• REQUIREMENT:
What lines below mention the word "front"? Copy each one.

• Point-per-instance localization data:
----------

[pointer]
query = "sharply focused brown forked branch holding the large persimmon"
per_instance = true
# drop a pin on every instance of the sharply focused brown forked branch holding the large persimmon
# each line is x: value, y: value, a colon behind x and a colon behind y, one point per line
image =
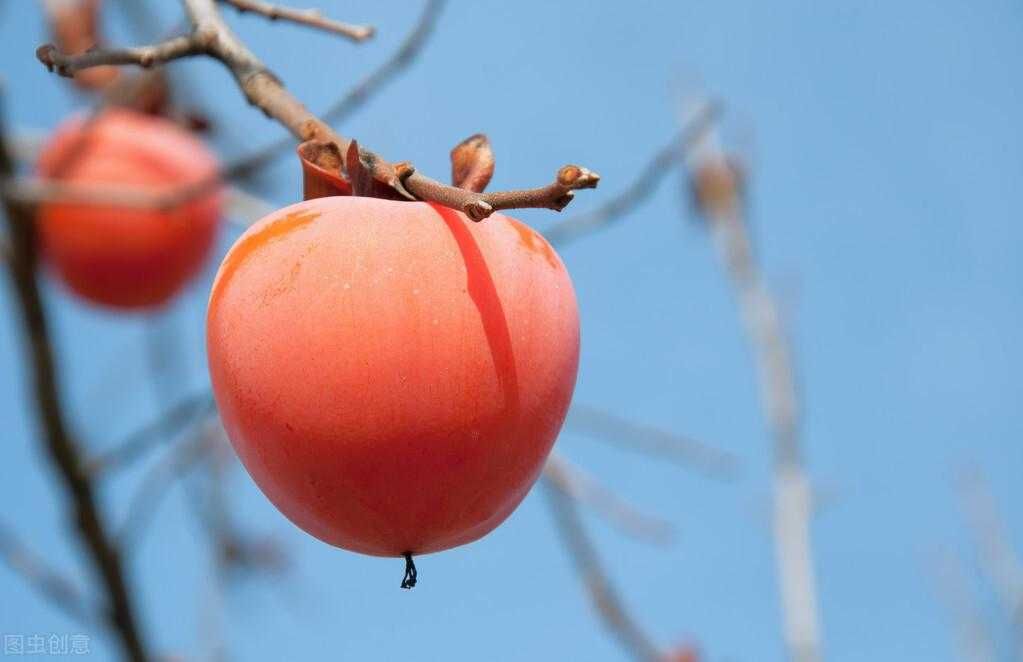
x: 211, y: 36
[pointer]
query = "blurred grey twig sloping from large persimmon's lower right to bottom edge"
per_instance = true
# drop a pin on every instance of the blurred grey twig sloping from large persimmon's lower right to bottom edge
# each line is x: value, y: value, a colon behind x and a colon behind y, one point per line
x: 604, y: 597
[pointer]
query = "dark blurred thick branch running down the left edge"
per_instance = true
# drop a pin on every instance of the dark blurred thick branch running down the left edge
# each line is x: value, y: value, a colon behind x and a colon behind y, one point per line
x: 63, y: 450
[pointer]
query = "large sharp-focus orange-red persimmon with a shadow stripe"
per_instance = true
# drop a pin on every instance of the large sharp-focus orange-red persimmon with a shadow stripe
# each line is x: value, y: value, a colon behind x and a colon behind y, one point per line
x: 392, y: 375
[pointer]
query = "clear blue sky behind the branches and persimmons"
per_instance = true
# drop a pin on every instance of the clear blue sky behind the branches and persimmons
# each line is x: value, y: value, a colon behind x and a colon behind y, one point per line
x: 887, y: 154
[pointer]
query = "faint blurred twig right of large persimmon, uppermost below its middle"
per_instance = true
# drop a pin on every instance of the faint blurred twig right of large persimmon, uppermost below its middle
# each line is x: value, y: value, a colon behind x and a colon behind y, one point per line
x: 689, y: 453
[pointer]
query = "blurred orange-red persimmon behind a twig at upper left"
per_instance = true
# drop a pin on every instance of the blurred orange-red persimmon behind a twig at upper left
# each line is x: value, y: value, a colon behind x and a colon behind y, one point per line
x: 120, y: 256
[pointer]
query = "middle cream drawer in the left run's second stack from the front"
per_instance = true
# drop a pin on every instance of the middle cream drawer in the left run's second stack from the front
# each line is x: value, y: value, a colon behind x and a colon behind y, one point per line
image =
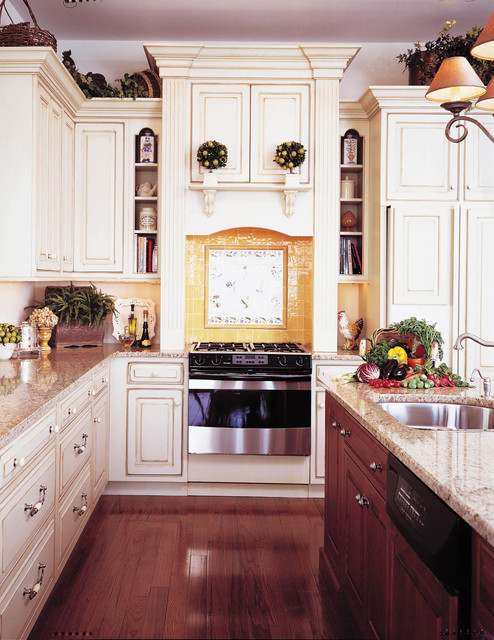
x: 75, y: 448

----------

• ANSWER TO THIS TASK:
query = "middle cream drawer in the left run's second stack from the front"
# drop a pin on every instance of the middle cream drawer in the left run's second stack from the front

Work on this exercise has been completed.